Emma Hartvig, photographe suédoise installée à Vienne, a créé « Through the eyes of others » dans les salles obscures de la ville. Cette composition est une narration intimiste – mêlant savamment nudité et liberté – échappant à la sexualisation oppressante du regard masculin.
Dès son adolescence, Emma Hartvig s'initie à la photographie, considérant cette pratique comme un moyen d'illustrer ses émotions et de les figer dans l'image. Elle s'intéresse d'abord à l'autoportrait, puis elle s'emploie à photographier les autres. Pour elle, chaque photo est un indice, une particule sensitive d'une plus grande histoire. Avant chaque séance photographique, elle prépare longuement ses séances de prises de vue, lisant, écrivant et esquissant ses idées pour composer une scène poétique et émotionnelle.

__DONNÉES FOURNIES__
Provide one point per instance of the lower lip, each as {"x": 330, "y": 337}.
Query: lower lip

__À FAIRE__
a – D'après le passage sur Emma Hartvig, dans quelle ville la photographe est-elle installée ?
b – Énumérez toutes les activités que le passage sur Emma Hartvig associe à la préparation de ses séances de prises de vue.
c – Recopiez, s'il vous plaît, la partie du passage sur Emma Hartvig comprise entre « Emma Hartvig, photographe » et « poétique et émotionnelle. », ces deux segments inclus.
Les lignes forment un ensemble distinct, sans rapport avec le passage sur Emma Hartvig.

__LES SOLUTIONS__
a – À Vienne.

b – Lire, écrire et esquisser ses idées.

c –
Emma Hartvig, photographe suédoise installée à Vienne, a créé « Through the eyes of others » dans les salles obscures de la ville. Cette composition est une narration intimiste – mêlant savamment nudité et liberté – échappant à la sexualisation oppressante du regard masculin.
Dès son adolescence, Emma Hartvig s'initie à la photographie, considérant cette pratique comme un moyen d'illustrer ses émotions et de les figer dans l'image. Elle s'intéresse d'abord à l'autoportrait, puis elle s'emploie à photographier les autres. Pour elle, chaque photo est un indice, une particule sensitive d'une plus grande histoire. Avant chaque séance photographique, elle prépare longuement ses séances de prises de vue, lisant, écrivant et esquissant ses idées pour composer une scène poétique et émotionnelle.